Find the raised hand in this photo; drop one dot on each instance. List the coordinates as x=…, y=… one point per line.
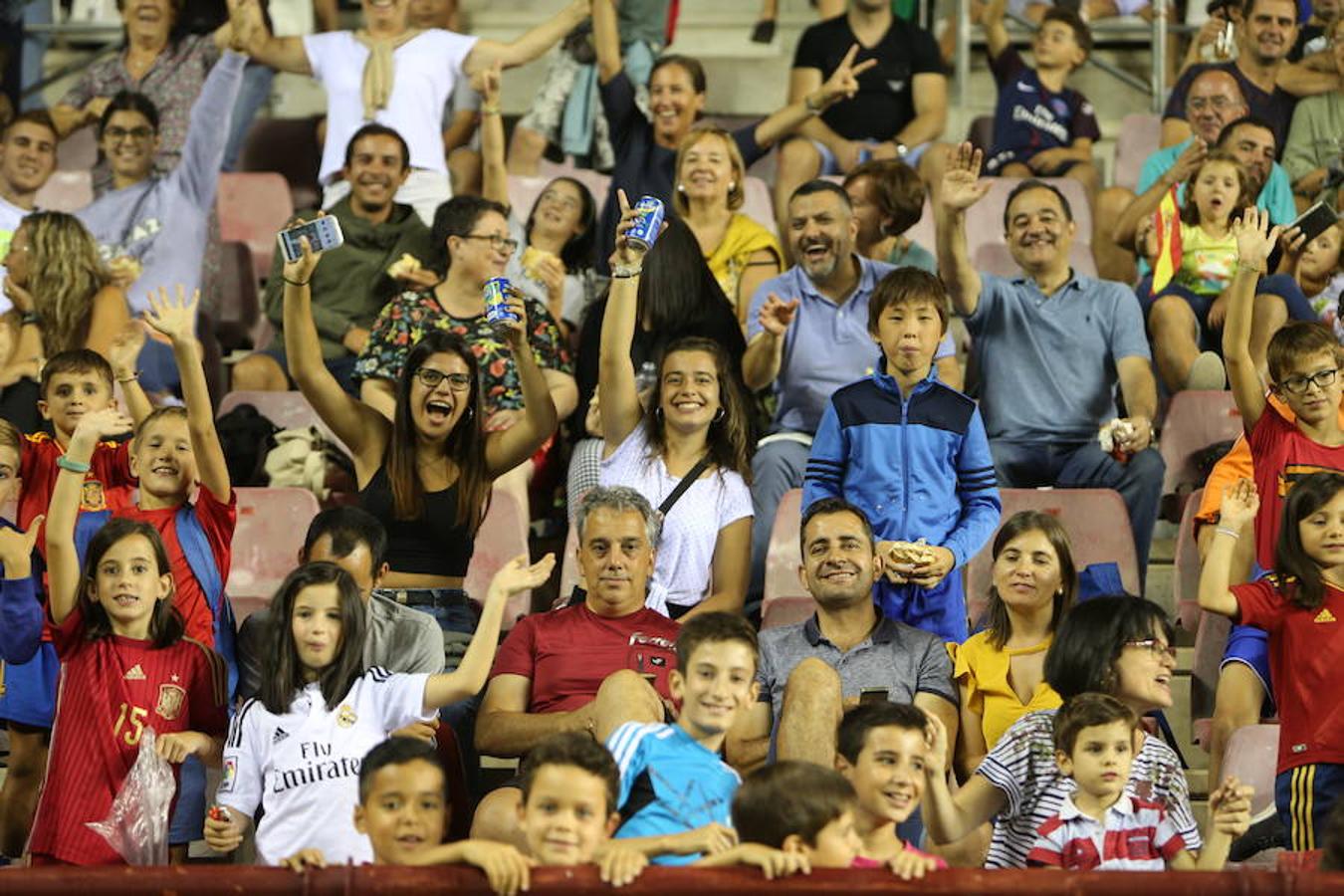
x=961, y=184
x=776, y=315
x=1240, y=504
x=175, y=319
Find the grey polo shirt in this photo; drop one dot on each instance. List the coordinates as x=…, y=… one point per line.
x=898, y=657
x=398, y=638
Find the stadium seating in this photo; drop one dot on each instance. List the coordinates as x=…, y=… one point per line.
x=253, y=207
x=1098, y=531
x=272, y=524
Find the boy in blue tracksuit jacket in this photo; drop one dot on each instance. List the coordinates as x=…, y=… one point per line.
x=913, y=454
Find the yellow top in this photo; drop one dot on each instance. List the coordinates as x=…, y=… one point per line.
x=983, y=672
x=729, y=260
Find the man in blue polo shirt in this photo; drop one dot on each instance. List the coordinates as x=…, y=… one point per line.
x=1050, y=348
x=808, y=336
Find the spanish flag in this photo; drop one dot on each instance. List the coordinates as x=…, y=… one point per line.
x=1167, y=229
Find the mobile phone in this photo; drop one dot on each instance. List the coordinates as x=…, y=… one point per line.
x=1316, y=220
x=322, y=233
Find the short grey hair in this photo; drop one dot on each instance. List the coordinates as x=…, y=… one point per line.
x=618, y=499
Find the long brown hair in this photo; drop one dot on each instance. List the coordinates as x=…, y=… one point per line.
x=729, y=439
x=465, y=442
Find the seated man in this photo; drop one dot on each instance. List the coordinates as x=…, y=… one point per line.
x=812, y=670
x=899, y=111
x=352, y=285
x=1051, y=346
x=588, y=666
x=396, y=637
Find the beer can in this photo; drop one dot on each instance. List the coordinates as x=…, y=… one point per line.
x=648, y=222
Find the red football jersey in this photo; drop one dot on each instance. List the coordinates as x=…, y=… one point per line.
x=112, y=689
x=218, y=520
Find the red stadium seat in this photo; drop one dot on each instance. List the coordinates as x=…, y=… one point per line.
x=253, y=207
x=502, y=538
x=1140, y=135
x=272, y=524
x=1098, y=531
x=785, y=599
x=66, y=191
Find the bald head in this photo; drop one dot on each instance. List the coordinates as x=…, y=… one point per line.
x=1213, y=101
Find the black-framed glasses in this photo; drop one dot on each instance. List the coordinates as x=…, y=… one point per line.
x=507, y=243
x=1320, y=379
x=1160, y=649
x=430, y=379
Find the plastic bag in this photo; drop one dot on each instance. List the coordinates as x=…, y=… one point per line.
x=137, y=823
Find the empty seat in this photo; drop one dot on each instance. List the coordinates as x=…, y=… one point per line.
x=66, y=191
x=503, y=537
x=1098, y=530
x=1140, y=137
x=253, y=207
x=271, y=531
x=785, y=599
x=1194, y=422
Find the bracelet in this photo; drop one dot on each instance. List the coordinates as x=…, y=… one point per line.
x=74, y=466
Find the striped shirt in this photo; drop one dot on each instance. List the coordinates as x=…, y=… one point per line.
x=1133, y=835
x=1021, y=765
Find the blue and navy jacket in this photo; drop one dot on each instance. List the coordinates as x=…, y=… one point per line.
x=920, y=468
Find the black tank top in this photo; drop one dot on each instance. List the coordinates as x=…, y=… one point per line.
x=436, y=543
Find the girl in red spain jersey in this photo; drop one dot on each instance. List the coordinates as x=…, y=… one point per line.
x=1301, y=607
x=125, y=665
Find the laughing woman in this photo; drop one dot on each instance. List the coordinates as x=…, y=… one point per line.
x=426, y=473
x=694, y=429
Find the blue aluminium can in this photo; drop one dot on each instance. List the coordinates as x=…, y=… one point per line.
x=496, y=303
x=648, y=222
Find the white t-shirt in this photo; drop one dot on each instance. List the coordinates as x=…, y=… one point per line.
x=426, y=68
x=304, y=765
x=10, y=218
x=691, y=528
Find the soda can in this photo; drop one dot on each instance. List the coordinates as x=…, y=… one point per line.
x=496, y=303
x=648, y=222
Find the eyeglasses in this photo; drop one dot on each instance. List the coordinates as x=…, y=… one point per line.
x=507, y=243
x=134, y=133
x=1159, y=649
x=1320, y=379
x=430, y=379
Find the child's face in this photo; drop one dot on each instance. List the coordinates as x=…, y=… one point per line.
x=909, y=335
x=70, y=396
x=406, y=811
x=10, y=481
x=717, y=687
x=316, y=626
x=837, y=844
x=127, y=584
x=1323, y=533
x=889, y=774
x=1321, y=257
x=1217, y=189
x=163, y=458
x=566, y=818
x=1312, y=402
x=1101, y=761
x=1055, y=46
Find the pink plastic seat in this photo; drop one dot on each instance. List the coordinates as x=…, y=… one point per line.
x=253, y=207
x=1098, y=530
x=271, y=531
x=1140, y=137
x=502, y=538
x=785, y=599
x=1194, y=422
x=68, y=191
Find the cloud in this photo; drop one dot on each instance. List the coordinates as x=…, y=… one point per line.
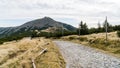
x=90, y=11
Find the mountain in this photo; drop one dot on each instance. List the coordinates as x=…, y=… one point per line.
x=42, y=24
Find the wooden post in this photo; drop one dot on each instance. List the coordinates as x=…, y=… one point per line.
x=62, y=30
x=33, y=63
x=106, y=28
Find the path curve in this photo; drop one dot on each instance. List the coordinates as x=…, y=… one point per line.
x=79, y=56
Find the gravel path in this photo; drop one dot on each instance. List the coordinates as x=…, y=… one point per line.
x=79, y=56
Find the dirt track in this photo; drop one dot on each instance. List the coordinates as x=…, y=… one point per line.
x=79, y=56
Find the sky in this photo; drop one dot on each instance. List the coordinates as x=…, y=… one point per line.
x=17, y=12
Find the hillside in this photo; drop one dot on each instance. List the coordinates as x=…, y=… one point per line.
x=20, y=54
x=38, y=24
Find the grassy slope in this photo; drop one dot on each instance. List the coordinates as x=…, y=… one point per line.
x=98, y=41
x=18, y=54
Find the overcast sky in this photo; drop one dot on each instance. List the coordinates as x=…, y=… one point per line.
x=17, y=12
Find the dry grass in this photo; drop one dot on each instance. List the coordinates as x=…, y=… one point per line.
x=98, y=41
x=19, y=54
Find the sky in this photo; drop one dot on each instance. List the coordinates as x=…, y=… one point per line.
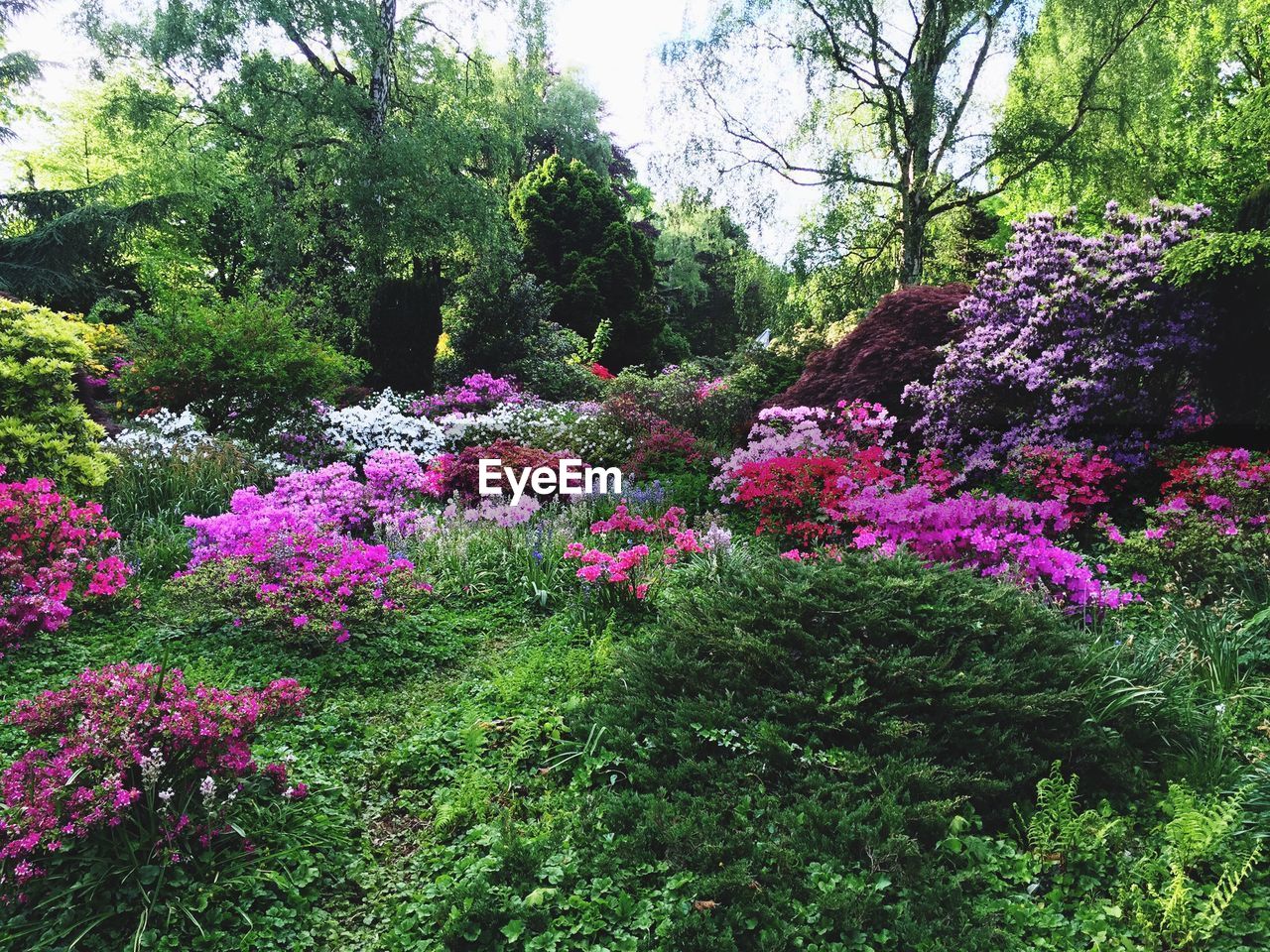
x=617, y=61
x=613, y=46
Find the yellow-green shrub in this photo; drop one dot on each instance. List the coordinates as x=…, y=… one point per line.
x=45, y=429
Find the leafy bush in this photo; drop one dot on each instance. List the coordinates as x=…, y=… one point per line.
x=1069, y=340
x=134, y=779
x=45, y=430
x=1227, y=272
x=168, y=468
x=894, y=345
x=54, y=552
x=241, y=365
x=789, y=739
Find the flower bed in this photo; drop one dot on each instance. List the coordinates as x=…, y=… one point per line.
x=54, y=552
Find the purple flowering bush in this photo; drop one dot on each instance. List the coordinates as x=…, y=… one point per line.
x=130, y=769
x=1069, y=340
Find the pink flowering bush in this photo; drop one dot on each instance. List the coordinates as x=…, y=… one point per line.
x=1082, y=483
x=300, y=558
x=476, y=394
x=619, y=570
x=1228, y=488
x=996, y=536
x=54, y=553
x=132, y=769
x=811, y=476
x=1207, y=536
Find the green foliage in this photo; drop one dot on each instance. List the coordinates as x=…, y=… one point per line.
x=717, y=289
x=1162, y=879
x=1229, y=272
x=150, y=494
x=1180, y=113
x=45, y=430
x=576, y=240
x=776, y=748
x=241, y=365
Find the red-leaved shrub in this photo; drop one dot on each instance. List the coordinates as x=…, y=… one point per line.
x=896, y=344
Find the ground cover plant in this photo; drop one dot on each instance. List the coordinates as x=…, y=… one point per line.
x=922, y=604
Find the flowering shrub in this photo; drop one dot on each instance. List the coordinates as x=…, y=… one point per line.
x=657, y=444
x=477, y=393
x=1080, y=481
x=801, y=497
x=327, y=434
x=996, y=535
x=307, y=584
x=461, y=474
x=54, y=551
x=626, y=576
x=896, y=343
x=1229, y=488
x=1070, y=340
x=298, y=558
x=1209, y=536
x=135, y=769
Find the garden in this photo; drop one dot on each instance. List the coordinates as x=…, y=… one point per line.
x=930, y=608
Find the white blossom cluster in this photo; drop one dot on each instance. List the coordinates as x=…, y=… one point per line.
x=384, y=424
x=163, y=434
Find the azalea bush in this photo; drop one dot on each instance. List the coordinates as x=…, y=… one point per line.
x=461, y=474
x=132, y=779
x=627, y=552
x=996, y=536
x=1207, y=537
x=302, y=558
x=1083, y=483
x=55, y=553
x=1069, y=340
x=475, y=394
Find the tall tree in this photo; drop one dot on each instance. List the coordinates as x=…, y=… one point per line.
x=1185, y=111
x=578, y=240
x=18, y=68
x=896, y=96
x=365, y=159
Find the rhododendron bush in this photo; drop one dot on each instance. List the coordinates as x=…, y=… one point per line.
x=132, y=767
x=300, y=557
x=1069, y=340
x=476, y=394
x=54, y=553
x=812, y=476
x=627, y=552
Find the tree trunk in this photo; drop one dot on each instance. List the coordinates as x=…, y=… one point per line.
x=381, y=68
x=913, y=220
x=405, y=325
x=930, y=55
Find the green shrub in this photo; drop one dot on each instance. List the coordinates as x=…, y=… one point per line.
x=243, y=365
x=774, y=758
x=45, y=430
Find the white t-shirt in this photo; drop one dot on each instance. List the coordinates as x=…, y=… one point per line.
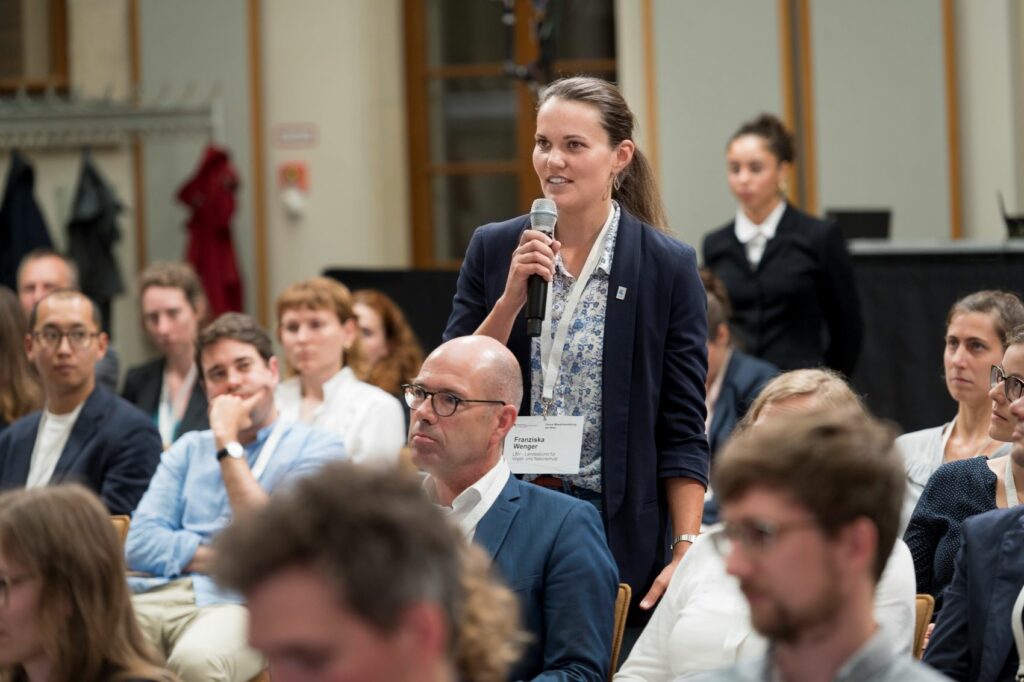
x=50, y=440
x=370, y=421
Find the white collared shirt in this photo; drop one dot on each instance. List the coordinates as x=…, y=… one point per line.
x=50, y=440
x=756, y=237
x=369, y=420
x=470, y=505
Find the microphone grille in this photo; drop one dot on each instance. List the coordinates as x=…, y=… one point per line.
x=543, y=215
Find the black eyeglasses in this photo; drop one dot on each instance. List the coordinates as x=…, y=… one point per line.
x=443, y=402
x=754, y=536
x=78, y=339
x=1013, y=387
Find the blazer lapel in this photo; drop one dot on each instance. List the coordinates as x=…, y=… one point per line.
x=82, y=432
x=195, y=411
x=494, y=527
x=620, y=333
x=18, y=460
x=785, y=224
x=997, y=636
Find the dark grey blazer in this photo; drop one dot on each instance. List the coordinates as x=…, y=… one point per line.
x=113, y=449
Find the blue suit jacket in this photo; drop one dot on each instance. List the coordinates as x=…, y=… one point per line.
x=113, y=449
x=550, y=548
x=744, y=377
x=654, y=365
x=972, y=639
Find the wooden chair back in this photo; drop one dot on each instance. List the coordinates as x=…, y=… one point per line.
x=924, y=607
x=622, y=608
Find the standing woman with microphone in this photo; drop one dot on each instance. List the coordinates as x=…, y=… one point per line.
x=788, y=275
x=624, y=344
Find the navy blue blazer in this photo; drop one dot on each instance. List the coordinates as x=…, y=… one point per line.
x=744, y=377
x=654, y=366
x=802, y=288
x=114, y=449
x=972, y=639
x=550, y=549
x=142, y=387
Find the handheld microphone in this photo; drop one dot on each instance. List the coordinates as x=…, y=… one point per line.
x=543, y=216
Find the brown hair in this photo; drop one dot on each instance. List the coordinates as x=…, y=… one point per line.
x=769, y=128
x=19, y=389
x=39, y=254
x=64, y=536
x=383, y=546
x=175, y=274
x=840, y=465
x=827, y=386
x=237, y=327
x=67, y=294
x=324, y=294
x=637, y=189
x=1006, y=309
x=404, y=352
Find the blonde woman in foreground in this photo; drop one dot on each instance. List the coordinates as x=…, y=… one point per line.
x=66, y=612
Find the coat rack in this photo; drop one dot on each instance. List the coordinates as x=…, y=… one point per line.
x=65, y=122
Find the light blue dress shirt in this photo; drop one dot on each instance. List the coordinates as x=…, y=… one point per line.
x=186, y=503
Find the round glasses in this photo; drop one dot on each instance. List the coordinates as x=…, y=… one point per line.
x=754, y=536
x=51, y=337
x=1013, y=387
x=442, y=402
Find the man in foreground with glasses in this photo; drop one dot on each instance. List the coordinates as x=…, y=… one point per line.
x=549, y=547
x=811, y=507
x=84, y=433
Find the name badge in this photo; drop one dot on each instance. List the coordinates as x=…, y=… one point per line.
x=545, y=445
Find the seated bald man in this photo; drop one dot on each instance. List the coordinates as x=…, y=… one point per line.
x=549, y=547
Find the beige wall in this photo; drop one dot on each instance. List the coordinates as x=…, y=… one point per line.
x=337, y=66
x=98, y=58
x=990, y=119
● ● ● ●
• [STATED EXERCISE] Output verbatim the rows between the line containing "Find the beer" and the line containing "x=1213, y=101", inclusive.

• [WORKED SOLUTION]
Find the beer can in this photo; drop one dot on each instance. List the coordinates as x=…, y=… one point per line.
x=648, y=222
Find the red football jersey in this photo; drop one dot on each instance. List the coordinates as x=…, y=… one point per line.
x=112, y=689
x=218, y=520
Find the red stadium seat in this photo; drop one dot on each instance. List the coordinates as x=…, y=… one point per line.
x=253, y=207
x=502, y=538
x=1140, y=135
x=272, y=524
x=1098, y=531
x=785, y=599
x=66, y=191
Find the bald head in this photo; drop one dot on each instance. List the coordinates as x=…, y=… one point per line.
x=1213, y=101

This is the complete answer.